* **PAGE TEXT**

******************************

I've sort of been off the grid lately, as I'm sure some people have noticed. I've had a bunch of stuff going on in my life, and have been working on the work/life/code balance. I swung hard towards code for a while, and lost some stuff in my life that was of much value to me. I swung life-ways for a while, and now am trying to find some balance in the middle.
Anyway, in that vein, I'm starting to code on things again.
The current codebase is C/CUDA/(ugly and not expandable).
I'm working on converting all my existing code to a new paradigm: C++/OpenCL. The reasons are as follows:
- OpenCL is now usable, and decently quick. It's damned fast on ATI as well, which is what my primary focus here is. ATI + bitalign = "ZOMGFAST on crypto." Also, easier CPU code, if OpenCL does a decent job vectorizing things. This opens up the code to a larger target audience.
- C++ lets me do things more cleanly, and more easily accept new code from people in modular form. To expand:
-- By going to C++, I can use factory functions to alternate between different functionally equivalent code. I can, for instance, support a tighter RT format as well as my current format, and simply switch based on the table version in the headers. I can also support a 32-bit compatible table search that works on Windows.
-- If all the functionality for a hash type is encapsulated in a C++ class & .cl files, it should be very easy to add new hash types. And, importantly, it should be easy for other people to submit hash types to plug in.
-- The code should be much easier to read if it's broken up into class files that encapsulate sane functionality.
-- C++ lets me use Boost for cross-platform networking calls, among other things. This will again make cross-platform code easier to write.
The goal is a single codebase that compiles sanely on Windows/Linux/OSX, and functions the same on all platforms. If I do OpenCL properly, the same code can also run on CPU hosts at a sane speed. Not *fast*, mind you, but usable. Hopefully. At least for smaller table formats.
I'm also planning to write my code in a manner that utilizes all the CPUs/GPUs on a system. This will take some work, but should be doable. This should help immensely on laptops that don't have much of anything powerful, but have between 2 CPU cores & 1 or 2 GPUs, a respectable amount of processing.
And, related, I'm going to be setting up a wiki, bugtracking system, and other useful utilities to help turn this into a better quality project.
So, I guess, just keep your eyes open. I'm starting up the new codebase now, and should have something usable in a month or two for testing. I especially could use some ATI people to test my code on that platform.
Enjoy!

******************************

* **WRITTEN EXERCISE 1**
In the codebase post, what new combination of languages is all the existing code being converted to?
* **WRITTEN EXERCISE 2**
Do these statements agree with the codebase post? Answer yes or no for each, quoting the deciding words. (a) ATI hardware is the main focus of the new code. (b) Boost is meant for cross-platform networking calls. (c) Something usable for testing is expected within a week.
* **WRITTEN EXERCISE 3**
Return the part of the codebase post word for word, starting at "-- If all the" and ending at "smaller table formats.".

******************************

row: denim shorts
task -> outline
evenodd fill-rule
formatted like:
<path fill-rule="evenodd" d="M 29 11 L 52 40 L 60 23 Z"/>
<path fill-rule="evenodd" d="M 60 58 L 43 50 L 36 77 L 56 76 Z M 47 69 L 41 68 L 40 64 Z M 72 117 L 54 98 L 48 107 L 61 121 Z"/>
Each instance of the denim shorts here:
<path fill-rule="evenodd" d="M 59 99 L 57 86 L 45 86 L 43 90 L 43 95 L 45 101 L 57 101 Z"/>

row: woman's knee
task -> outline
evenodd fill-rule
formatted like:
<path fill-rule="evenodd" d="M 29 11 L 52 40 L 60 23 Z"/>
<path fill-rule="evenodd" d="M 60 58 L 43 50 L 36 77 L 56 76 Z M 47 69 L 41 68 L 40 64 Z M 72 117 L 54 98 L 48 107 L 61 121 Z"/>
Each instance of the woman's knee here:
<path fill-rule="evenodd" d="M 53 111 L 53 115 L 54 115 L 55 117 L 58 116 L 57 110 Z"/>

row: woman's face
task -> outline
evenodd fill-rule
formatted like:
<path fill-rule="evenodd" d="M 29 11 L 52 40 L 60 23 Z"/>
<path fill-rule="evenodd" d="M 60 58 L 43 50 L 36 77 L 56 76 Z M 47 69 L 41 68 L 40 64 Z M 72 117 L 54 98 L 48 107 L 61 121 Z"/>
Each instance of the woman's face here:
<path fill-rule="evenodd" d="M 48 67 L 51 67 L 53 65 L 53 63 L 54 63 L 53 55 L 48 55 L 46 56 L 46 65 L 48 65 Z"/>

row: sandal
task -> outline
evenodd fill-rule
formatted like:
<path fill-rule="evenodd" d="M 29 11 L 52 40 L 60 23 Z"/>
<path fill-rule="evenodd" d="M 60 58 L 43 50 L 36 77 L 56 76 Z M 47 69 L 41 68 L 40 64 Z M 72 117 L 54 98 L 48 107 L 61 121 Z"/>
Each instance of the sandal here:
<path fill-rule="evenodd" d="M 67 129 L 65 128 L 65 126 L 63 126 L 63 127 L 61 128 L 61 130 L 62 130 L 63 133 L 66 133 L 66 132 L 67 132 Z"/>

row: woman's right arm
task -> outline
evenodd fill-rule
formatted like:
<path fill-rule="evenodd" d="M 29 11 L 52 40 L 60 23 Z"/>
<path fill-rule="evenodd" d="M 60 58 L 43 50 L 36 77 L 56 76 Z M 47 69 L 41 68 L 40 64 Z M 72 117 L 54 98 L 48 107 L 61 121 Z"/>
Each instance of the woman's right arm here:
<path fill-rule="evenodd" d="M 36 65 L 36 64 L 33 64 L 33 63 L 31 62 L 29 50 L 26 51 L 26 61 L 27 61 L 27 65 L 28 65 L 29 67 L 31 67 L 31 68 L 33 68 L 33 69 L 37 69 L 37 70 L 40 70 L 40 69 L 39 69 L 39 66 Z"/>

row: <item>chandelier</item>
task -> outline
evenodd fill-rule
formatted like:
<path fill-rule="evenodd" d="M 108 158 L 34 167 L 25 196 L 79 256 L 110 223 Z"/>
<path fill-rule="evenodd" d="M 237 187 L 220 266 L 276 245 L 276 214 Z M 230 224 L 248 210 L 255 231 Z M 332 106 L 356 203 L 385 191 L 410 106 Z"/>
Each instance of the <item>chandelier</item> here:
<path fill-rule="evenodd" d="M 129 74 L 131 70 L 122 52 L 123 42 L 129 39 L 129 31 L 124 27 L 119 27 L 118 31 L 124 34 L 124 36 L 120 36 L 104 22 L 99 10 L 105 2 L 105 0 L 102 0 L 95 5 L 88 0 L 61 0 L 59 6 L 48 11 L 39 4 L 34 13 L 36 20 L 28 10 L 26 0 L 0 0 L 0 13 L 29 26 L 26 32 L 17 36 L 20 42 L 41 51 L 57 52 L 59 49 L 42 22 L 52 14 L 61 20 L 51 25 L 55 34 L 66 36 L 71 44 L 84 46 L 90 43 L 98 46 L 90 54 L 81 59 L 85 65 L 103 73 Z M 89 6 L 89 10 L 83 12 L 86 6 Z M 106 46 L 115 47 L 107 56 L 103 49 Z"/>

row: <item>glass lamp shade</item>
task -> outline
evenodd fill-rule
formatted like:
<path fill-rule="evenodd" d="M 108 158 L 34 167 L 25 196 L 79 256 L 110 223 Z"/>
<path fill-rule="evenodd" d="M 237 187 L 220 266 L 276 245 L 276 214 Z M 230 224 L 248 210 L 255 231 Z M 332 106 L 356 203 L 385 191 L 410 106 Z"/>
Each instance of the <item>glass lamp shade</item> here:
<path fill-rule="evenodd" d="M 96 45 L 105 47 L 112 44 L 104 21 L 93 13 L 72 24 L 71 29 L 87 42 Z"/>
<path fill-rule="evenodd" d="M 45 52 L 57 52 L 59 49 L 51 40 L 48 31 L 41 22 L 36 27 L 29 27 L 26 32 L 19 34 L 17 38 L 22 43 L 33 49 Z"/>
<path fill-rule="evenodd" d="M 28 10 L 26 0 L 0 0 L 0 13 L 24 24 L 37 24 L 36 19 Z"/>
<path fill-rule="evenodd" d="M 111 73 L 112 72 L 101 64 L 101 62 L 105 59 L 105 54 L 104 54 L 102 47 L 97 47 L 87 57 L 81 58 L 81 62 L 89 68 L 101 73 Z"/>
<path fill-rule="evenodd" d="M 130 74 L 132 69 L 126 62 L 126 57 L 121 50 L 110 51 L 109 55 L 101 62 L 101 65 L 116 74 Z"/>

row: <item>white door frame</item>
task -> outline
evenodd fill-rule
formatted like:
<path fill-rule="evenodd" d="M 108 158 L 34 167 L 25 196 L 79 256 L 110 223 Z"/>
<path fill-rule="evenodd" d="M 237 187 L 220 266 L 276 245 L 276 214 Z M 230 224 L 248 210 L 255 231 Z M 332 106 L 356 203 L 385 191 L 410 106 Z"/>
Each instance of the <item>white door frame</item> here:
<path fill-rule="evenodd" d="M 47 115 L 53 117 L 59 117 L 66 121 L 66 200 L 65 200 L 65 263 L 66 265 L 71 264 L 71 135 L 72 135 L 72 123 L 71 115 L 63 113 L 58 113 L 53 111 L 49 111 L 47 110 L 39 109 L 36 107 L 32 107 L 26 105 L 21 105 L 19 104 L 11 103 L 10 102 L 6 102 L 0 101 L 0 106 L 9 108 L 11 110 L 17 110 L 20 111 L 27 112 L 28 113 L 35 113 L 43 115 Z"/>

******************************

* **EXPECTED OUTPUT 1**
C++/OpenCL.

* **EXPECTED OUTPUT 2**
(a) Yes: "It's damned fast on ATI as well, which is what my primary focus here is."
(b) Yes: "C++ lets me use Boost for cross-platform networking calls, among other things."
(c) No: "should have something usable in a month or two for testing."

* **EXPECTED OUTPUT 3**
-- If all the functionality for a hash type is encapsulated in a C++ class & .cl files, it should be very easy to add new hash types. And, importantly, it should be easy for other people to submit hash types to plug in.
-- The code should be much easier to read if it's broken up into class files that encapsulate sane functionality.
-- C++ lets me use Boost for cross-platform networking calls, among other things. This will again make cross-platform code easier to write.
The goal is a single codebase that compiles sanely on Windows/Linux/OSX, and functions the same on all platforms. If I do OpenCL properly, the same code can also run on CPU hosts at a sane speed. Not *fast*, mind you, but usable. Hopefully. At least for smaller table formats.